Text segment Block Start

Hush-A-Bye-Baby
Comforting or Ominous? - Wait and See

In this 1986 illustration, the
elements change. The colors used are brighter-bright red-orange leaves
fill the trees, soft blues (shadow) and yellows (sunlight) have an uplifting
appearance, and the cradle itself is a flat green and etched with a
heart in the back panel. Also very different is that the cradle is not
falling at all but safely resting atop the tree in its soft bed of leaves.
The reader is unable to see the baby's face, only indications of a blanket.
The ominous feeling comes from the scattering a several falling leaves
from the treetops and even out of the frame of the picture, perhaps
foreshadowing the cradle's fate. In addition, the bare, outstretched
branches-visible below the mass of red leaves-resemble bony, hungry
fingers, patiently awaiting the time when the buffer of leaves is gone.
The red of the leaves could also be interpreted as the baby's blood
to flow. Again, however, in this illustration is the indication that
the baby may survive the fall-to-come. On the very bottom of the page
a treetop apparently full of lush, green leaves. Will the baby be saved
in the softness below? This could very well be a message from a parent
to a child: Be good, don't cry, and all will be well in the morning
if Mommy could only get some sleep. These rhymes often contained such
frightening messages to children, and perhaps this illustration best
indicates that combination of fear and comfort. The soft rhymes of "Hush-a-bye
Baby" act as the bright, warm colors do in this illustration. The meaning
is in the violence of the words and, as in this illustration, the foreshadowing
based upon the positioning of the cradle and the action of the leaves.

Text segment Block End

◆ Work request A ◆
According to the commentary on the "Hush-a-bye Baby" illustration, what is etched on the back panel of the cradle?
◆ Work request B ◆
In the commentary on the "Hush-a-bye Baby" illustration, the sentence beginning "The colors used are brighter" describes several colors. List all of them.
◆ Work request C ◆
Reproduce word for word everything in the commentary on the "Hush-a-bye Baby" illustration from "In this 1986" down to "leaves is gone.".

Raw data Block Start

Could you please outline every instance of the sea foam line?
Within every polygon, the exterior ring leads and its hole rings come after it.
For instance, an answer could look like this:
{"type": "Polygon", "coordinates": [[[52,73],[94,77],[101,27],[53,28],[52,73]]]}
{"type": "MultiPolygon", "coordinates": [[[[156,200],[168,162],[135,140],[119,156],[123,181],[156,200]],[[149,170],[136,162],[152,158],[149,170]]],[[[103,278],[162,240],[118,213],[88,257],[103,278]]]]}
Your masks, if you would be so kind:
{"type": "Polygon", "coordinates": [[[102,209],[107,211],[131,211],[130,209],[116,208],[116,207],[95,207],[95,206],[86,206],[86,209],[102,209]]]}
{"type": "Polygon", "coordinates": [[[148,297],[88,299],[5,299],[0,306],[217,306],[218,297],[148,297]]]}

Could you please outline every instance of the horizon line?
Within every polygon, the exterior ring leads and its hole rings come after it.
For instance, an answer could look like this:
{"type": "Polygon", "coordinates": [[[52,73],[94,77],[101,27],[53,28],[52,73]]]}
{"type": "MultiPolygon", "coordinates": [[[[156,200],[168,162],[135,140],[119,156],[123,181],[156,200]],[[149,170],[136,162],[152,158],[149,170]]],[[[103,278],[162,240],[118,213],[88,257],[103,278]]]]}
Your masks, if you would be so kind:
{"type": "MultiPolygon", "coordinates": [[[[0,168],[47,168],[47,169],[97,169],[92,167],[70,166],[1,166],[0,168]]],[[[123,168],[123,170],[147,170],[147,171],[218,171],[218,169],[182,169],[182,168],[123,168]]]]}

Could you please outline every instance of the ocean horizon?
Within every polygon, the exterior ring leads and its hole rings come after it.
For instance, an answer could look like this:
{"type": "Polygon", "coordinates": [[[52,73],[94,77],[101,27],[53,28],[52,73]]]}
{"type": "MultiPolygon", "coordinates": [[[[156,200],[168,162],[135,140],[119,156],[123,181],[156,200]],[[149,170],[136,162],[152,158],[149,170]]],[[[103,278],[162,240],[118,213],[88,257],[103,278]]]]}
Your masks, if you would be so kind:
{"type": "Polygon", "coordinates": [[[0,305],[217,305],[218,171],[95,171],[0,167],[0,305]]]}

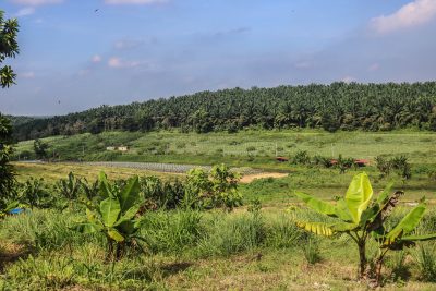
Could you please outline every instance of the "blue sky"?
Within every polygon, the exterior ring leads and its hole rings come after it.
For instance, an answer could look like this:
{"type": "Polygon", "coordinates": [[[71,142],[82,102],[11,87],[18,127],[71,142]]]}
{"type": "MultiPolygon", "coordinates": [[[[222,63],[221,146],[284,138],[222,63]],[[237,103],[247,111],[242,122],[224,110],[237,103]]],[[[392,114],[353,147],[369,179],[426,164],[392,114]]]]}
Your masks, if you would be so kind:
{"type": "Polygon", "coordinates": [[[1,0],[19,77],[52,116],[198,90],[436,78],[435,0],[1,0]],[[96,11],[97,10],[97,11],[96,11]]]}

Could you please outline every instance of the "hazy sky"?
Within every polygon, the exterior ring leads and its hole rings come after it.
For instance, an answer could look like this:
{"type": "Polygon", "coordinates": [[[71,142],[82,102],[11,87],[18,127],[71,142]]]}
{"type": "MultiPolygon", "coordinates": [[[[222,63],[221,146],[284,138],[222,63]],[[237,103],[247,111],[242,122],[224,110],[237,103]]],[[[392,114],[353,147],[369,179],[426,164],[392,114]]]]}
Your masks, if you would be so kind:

Raw data Block End

◆ Task response A ◆
A heart.

◆ Task response B ◆
- Bright red-orange (the leaves)
- Soft blues (shadow)
- Yellows (sunlight)
- Flat green (the cradle)

◆ Task response C ◆
In this 1986 illustration, the
elements change. The colors used are brighter-bright red-orange leaves
fill the trees, soft blues (shadow) and yellows (sunlight) have an uplifting
appearance, and the cradle itself is a flat green and etched with a
heart in the back panel. Also very different is that the cradle is not
falling at all but safely resting atop the tree in its soft bed of leaves.
The reader is unable to see the baby's face, only indications of a blanket.
The ominous feeling comes from the scattering a several falling leaves
from the treetops and even out of the frame of the picture, perhaps
foreshadowing the cradle's fate. In addition, the bare, outstretched
branches-visible below the mass of red leaves-resemble bony, hungry
fingers, patiently awaiting the time when the buffer of leaves is gone.